• _About this exercise_: Note each line in the data holding the string "facade" and report it.

*** Data for the task ***

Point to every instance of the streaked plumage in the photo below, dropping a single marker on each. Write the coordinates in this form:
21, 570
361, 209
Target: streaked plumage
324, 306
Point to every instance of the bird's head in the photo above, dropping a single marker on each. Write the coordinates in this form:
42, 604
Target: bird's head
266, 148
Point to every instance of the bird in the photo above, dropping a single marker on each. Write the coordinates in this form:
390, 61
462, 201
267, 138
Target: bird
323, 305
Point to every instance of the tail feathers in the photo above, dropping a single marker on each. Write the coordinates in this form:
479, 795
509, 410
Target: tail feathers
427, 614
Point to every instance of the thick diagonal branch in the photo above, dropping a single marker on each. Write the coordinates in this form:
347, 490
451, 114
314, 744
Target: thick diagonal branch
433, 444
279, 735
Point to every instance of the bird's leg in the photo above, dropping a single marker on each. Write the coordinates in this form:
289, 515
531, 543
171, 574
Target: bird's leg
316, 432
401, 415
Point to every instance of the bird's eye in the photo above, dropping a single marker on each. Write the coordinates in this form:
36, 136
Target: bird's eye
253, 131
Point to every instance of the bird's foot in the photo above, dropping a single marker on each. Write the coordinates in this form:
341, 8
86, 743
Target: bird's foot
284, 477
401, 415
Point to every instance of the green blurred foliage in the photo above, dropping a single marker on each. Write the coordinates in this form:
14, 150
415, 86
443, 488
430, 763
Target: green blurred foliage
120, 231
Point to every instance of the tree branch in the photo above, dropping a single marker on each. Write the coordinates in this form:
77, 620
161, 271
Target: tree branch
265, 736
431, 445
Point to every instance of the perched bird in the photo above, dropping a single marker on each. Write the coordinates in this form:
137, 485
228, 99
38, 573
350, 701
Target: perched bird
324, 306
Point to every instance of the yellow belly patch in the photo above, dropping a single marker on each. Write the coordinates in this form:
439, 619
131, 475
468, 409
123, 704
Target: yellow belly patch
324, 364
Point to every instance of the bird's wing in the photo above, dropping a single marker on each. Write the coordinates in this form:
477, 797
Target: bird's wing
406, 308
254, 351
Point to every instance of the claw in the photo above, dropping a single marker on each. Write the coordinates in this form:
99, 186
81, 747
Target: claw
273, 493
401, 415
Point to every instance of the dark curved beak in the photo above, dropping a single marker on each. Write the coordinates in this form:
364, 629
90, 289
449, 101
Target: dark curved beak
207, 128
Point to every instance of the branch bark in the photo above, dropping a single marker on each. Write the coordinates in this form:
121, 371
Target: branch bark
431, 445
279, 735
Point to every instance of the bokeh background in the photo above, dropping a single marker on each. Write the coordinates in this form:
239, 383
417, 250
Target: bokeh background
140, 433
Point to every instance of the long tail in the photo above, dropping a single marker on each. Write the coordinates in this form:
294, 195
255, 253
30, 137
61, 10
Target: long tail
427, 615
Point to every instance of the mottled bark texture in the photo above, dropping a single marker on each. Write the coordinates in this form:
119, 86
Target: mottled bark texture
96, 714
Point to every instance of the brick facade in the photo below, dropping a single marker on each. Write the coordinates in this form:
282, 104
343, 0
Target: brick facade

*** End of Data for the task ***

• _Task result_:
Point to every instance of the brick facade in the photo below, dropping a single marker on each. Write the coordinates in this form:
Target: brick facade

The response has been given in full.